§ TEXTE FOURNI
==*==
L’application de réseaux sociaux TikTok compte sur Donald Trump pour annuler la loi qui pourrait l’interdire. D’un point de vue juridique, ce n’est pas ainsi que les choses sont censées fonctionner.
Article d’Emily Baker-White pour Forbes US
Lundi 9 décembre, TikTok a demandé à une puissante cour d’appel d’arrêter temporairement une loi qui pourrait interdire l’application aux États-Unis dès le 19 janvier. Parmi les arguments avancés par l’entreprise pour justifier ce délai figure l’idée que la cour devrait donner au gouvernement Trump le temps de décider ce qu’il pense de la loi avant qu’elle n’entre en vigueur.
C’est un mauvais argument. Les tribunaux n’empêchent pas les lois d’entrer en vigueur simplement parce qu’un futur président pourrait ne pas les aimer. En outre, les présidents n’ont pas le pouvoir d’abroger les lois : ce pouvoir appartient au Congrès.
La clause « Take Care »
Les avocats spécialisés dans la sécurité nationale des États-Unis ont déjà commencé à discuter en privé de l’obligation de Donald Trump d’appliquer la loi en vertu de la clause « Take Care » de la Constitution, qui exige que les présidents « veillent à ce que les lois soient fidèlement exécutées ». Les interprétations de cette clause varient considérablement, mais la plupart des spécialistes s’accordent à dire que les présidents ont le devoir d’exécuter la volonté du Congrès, qui a adopté à une écrasante majorité la loi TikTok en avril dernier. En 2020, le juriste conservateur John Yoo a qualifié la clause de « commandement au président de mettre les lois en application ».
==*==
§ LIGNES DE DONNÉES
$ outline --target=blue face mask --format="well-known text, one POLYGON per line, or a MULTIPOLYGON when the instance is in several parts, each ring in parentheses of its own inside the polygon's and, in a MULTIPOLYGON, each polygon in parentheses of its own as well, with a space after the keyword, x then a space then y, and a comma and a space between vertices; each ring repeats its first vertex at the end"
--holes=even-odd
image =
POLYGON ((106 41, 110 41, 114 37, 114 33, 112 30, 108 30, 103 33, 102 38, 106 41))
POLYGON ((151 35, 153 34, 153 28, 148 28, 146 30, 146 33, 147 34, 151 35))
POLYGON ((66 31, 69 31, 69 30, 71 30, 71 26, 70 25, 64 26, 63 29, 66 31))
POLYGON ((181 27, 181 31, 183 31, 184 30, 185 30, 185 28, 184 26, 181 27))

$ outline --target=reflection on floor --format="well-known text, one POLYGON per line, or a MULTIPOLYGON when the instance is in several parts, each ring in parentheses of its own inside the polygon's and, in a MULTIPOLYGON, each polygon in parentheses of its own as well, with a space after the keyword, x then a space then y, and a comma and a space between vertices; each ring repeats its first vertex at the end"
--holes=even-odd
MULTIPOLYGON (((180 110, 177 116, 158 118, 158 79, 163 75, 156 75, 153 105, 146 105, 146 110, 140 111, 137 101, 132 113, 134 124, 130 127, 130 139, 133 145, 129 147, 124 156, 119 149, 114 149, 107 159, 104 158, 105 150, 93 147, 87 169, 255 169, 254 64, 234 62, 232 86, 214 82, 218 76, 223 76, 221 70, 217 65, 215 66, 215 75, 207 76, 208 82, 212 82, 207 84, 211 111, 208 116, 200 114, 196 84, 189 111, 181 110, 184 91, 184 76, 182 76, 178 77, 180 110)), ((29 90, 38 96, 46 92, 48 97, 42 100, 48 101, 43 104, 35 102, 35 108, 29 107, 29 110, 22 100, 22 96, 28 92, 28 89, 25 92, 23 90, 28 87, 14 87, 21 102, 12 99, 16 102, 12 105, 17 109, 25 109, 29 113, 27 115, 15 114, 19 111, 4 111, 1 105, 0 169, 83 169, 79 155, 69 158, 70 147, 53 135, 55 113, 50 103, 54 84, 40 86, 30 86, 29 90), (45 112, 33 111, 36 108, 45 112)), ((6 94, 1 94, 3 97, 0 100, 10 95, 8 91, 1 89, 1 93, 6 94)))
==*==
§ CONSIGNE
Répondez aux questions suivantes d'après le texte fourni sur TikTok :
(a) À partir de quelle date la loi pourrait-elle interdire l'application aux États-Unis ?
(b) À qui appartient le pouvoir d'abroger les lois ?
(c) Comment John Yoo a-t-il qualifié la clause « Take Care » en 2020 ?

§ RÉPONSE RÉDIGÉE
(a) Dès le 19 janvier.
(b) Au Congrès.
(c) Comme un « commandement au président de mettre les lois en application ».